▶ _What you are asked to do_:
Arrange the data as a Markdown table with the columns "Row" and "Line", starting with the line that contains "Where can you spot the sign" and continuing through the end of the data. Number each row in sequence, omit blank lines, and leave the pictures out.

▶ _Dataset excerpts_:
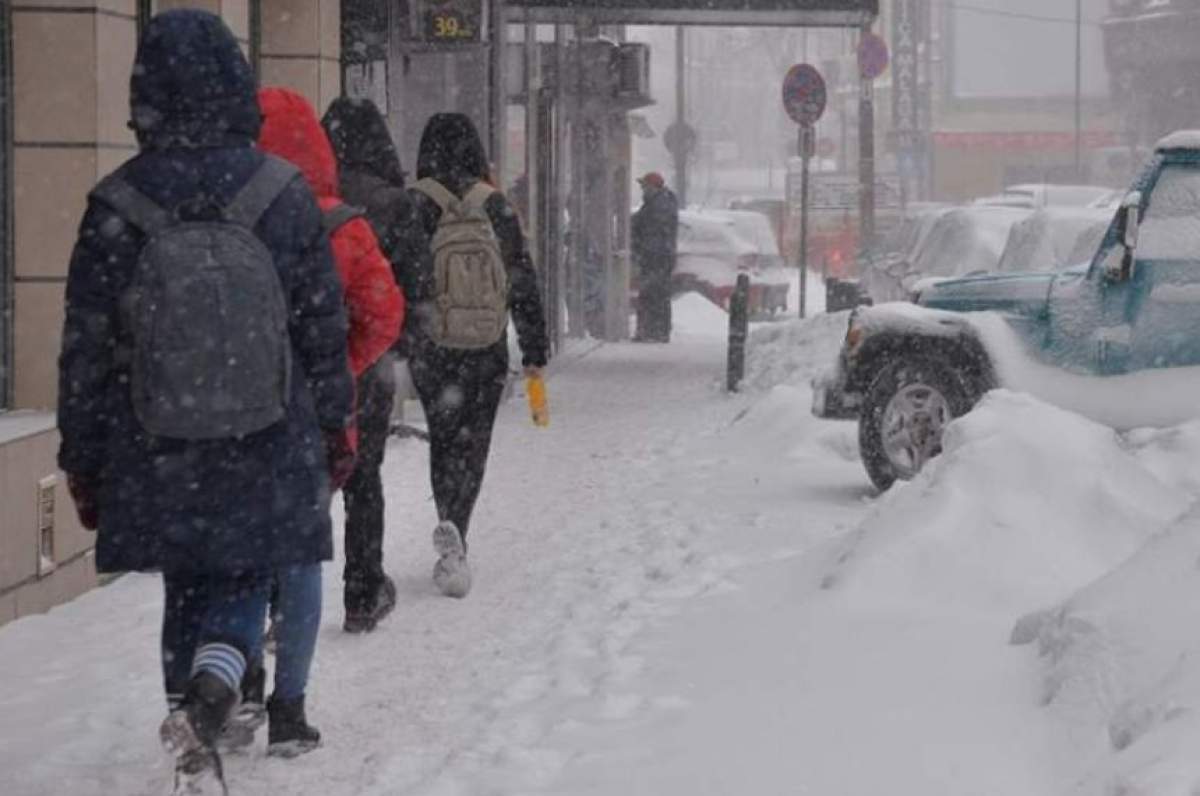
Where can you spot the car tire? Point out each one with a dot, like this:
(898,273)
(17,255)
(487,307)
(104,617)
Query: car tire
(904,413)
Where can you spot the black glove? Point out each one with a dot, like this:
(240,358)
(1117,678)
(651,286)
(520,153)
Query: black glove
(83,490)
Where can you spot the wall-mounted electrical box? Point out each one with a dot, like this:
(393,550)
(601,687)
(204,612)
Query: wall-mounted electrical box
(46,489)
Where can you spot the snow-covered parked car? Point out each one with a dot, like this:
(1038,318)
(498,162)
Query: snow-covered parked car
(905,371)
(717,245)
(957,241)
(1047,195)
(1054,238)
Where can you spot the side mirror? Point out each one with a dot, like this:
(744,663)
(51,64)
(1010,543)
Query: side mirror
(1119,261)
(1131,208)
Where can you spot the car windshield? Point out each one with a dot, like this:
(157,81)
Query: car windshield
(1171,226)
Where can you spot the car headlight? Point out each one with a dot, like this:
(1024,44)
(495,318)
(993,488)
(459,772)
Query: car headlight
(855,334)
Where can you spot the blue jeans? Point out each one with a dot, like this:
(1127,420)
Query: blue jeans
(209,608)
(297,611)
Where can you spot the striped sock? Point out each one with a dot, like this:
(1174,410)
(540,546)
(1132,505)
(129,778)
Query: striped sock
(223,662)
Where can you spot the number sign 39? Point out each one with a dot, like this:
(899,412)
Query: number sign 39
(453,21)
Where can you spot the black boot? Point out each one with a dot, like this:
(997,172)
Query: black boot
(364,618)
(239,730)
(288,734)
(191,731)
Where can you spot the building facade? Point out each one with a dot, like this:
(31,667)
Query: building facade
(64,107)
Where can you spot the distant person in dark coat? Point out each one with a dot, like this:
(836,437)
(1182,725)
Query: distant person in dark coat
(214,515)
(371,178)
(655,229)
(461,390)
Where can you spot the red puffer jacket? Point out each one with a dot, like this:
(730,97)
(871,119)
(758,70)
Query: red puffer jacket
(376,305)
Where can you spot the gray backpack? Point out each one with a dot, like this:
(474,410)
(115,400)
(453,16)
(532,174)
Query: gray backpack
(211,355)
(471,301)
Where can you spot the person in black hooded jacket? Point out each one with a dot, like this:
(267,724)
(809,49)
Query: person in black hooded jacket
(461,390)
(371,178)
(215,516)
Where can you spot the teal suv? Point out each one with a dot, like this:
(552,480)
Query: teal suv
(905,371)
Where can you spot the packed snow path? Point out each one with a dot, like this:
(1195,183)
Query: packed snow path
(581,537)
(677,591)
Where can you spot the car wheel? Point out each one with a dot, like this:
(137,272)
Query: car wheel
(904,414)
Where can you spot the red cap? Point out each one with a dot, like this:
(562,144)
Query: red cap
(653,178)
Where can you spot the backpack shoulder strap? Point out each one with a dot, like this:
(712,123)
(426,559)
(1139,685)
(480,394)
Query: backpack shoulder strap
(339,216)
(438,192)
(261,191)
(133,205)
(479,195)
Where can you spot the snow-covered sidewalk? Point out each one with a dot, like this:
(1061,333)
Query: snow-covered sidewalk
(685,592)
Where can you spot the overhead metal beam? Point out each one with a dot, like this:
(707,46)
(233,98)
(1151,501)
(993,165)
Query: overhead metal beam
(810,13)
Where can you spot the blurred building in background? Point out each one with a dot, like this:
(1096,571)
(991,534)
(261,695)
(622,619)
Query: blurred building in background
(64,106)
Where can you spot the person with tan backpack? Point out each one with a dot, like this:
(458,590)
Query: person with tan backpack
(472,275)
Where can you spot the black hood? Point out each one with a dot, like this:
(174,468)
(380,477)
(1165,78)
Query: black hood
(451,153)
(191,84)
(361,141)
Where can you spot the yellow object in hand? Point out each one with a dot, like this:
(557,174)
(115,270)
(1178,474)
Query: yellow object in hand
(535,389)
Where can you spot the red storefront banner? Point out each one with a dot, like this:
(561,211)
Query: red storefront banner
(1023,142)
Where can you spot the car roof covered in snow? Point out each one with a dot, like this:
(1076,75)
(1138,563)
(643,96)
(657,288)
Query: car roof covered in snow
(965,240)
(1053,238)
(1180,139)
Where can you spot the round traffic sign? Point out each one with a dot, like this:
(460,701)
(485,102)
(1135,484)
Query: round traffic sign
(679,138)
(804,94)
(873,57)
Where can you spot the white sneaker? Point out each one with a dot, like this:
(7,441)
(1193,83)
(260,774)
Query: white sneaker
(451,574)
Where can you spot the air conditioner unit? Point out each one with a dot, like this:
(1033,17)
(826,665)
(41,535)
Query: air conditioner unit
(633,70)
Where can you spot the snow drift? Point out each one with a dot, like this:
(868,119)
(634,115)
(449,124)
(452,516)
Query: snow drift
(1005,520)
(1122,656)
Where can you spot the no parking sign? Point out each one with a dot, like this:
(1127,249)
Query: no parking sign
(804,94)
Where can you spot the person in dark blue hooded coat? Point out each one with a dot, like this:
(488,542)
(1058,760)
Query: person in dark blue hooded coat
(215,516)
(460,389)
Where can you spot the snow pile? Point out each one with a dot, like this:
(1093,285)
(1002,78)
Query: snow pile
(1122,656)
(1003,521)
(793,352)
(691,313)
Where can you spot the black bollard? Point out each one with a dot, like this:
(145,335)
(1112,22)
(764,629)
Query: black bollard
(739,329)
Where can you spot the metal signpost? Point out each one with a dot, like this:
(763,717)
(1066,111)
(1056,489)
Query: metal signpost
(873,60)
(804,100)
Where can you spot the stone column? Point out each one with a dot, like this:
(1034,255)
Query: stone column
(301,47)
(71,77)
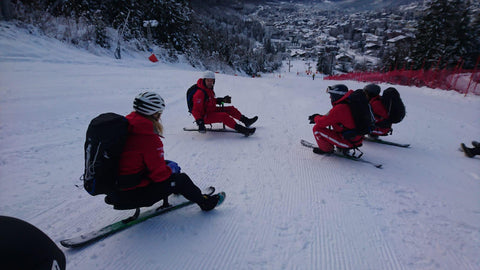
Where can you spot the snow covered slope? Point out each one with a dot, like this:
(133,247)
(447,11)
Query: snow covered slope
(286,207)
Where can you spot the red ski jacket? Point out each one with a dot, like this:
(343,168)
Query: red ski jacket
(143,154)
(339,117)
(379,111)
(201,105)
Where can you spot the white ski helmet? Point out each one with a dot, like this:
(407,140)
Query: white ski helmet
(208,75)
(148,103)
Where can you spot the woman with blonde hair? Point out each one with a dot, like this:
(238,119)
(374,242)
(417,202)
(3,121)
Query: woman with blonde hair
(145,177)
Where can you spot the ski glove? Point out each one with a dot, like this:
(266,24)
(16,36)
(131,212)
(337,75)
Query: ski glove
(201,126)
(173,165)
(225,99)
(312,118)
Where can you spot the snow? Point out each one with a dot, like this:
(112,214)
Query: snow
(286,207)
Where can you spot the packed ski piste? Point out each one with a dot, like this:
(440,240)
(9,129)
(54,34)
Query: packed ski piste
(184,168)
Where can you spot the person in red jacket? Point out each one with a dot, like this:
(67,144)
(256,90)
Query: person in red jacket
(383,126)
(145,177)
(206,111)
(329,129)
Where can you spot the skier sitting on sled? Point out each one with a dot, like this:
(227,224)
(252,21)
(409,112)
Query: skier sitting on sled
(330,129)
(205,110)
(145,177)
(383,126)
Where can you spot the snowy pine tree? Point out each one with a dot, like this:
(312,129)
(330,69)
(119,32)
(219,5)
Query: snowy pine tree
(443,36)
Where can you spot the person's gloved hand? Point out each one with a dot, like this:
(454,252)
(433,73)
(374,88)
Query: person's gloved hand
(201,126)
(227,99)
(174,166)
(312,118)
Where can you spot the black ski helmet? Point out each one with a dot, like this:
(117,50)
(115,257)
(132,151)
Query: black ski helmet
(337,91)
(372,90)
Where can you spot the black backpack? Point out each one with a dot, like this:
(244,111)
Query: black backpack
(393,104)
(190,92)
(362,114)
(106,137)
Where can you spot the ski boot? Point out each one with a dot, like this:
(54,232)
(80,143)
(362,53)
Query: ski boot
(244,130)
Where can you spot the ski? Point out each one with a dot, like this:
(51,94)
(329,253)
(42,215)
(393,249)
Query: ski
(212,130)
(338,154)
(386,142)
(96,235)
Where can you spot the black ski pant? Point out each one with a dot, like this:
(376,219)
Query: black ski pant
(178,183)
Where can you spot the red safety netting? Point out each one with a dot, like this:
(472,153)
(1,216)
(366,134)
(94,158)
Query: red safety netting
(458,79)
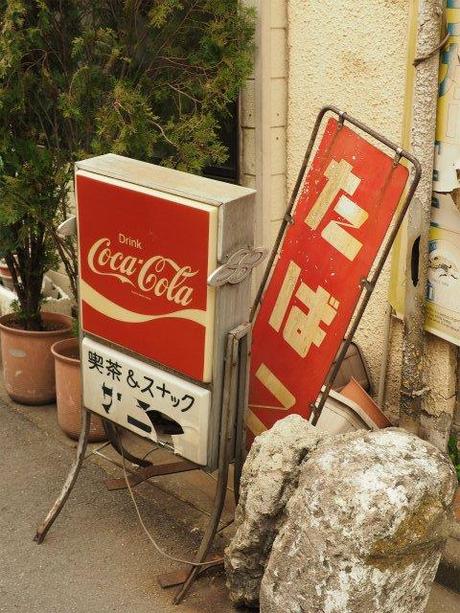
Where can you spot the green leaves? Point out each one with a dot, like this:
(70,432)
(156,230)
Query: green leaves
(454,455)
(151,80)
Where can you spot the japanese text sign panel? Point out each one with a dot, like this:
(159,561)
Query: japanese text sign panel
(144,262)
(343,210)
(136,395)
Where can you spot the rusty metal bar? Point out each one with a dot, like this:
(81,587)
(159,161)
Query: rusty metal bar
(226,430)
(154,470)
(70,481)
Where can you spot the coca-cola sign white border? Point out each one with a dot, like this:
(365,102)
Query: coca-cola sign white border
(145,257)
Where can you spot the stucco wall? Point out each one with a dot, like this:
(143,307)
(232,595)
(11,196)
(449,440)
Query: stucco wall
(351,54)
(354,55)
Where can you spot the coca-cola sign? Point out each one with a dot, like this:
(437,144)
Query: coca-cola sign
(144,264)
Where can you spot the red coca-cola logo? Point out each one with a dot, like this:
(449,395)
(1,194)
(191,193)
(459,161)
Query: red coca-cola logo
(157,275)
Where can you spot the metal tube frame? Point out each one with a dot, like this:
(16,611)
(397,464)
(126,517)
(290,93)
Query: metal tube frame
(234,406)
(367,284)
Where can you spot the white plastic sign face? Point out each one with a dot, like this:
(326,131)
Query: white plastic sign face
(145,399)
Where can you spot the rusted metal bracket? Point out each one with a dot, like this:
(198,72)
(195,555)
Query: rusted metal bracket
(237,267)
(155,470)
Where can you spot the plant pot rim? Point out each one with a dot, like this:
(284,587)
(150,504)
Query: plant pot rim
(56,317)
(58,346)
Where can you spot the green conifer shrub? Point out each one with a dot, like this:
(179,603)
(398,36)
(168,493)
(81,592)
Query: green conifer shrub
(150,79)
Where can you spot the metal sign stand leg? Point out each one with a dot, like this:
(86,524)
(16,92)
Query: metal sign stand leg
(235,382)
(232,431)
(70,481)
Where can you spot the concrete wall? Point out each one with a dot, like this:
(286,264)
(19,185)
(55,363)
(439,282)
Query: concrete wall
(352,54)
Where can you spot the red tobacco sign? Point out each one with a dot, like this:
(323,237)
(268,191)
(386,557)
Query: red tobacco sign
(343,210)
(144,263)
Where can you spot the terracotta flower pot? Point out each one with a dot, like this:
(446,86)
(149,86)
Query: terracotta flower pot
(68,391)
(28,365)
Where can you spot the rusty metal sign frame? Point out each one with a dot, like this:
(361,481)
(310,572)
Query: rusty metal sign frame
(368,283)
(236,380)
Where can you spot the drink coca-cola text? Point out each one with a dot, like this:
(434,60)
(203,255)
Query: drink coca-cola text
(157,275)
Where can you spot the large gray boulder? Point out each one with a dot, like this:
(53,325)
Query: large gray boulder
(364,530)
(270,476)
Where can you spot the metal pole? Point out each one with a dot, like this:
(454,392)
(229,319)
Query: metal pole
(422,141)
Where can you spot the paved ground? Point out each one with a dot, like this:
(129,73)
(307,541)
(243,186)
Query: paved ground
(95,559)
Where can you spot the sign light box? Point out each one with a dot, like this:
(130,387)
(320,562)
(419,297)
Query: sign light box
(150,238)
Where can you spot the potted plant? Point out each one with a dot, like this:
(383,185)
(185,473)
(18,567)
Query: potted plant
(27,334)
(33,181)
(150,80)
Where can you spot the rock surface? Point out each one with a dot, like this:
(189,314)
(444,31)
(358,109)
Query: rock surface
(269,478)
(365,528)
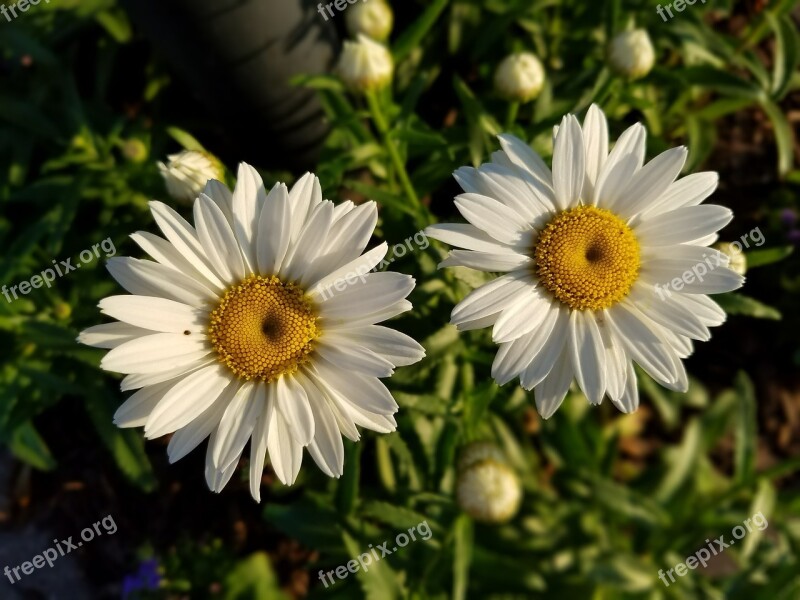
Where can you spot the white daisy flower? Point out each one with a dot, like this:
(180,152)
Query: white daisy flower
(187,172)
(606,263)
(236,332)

▶ _Finished exercise_:
| Row | Line |
|---|---|
| 1 | Where can you spot the sign light box? Point out each one with a dot, like this: |
| 2 | (130,387) |
| 3 | (320,562) |
| 4 | (419,297) |
| 5 | Query: sign light box |
| 6 | (150,238) |
| 7 | Where can you spot the potted plant? Point out each one with a dot, like this: |
| 8 | (383,185) |
| 9 | (185,473) |
| 10 | (18,567) |
| 11 | Query: potted plant |
| 12 | (27,334) |
| 13 | (33,181) |
| 14 | (150,80) |
| 15 | Where can you spot the rock surface? Point out each one with a dot, like this: |
| 16 | (189,314) |
| 17 | (444,31) |
| 18 | (358,109) |
| 19 | Query: rock surface |
| 20 | (269,478) |
| 21 | (365,528) |
| 22 | Where can you spot the white daisy flower? Point out each one with a dot, like this: |
| 23 | (180,152) |
| 24 | Query: white daisy flower |
| 25 | (187,172) |
| 26 | (606,263) |
| 27 | (236,332) |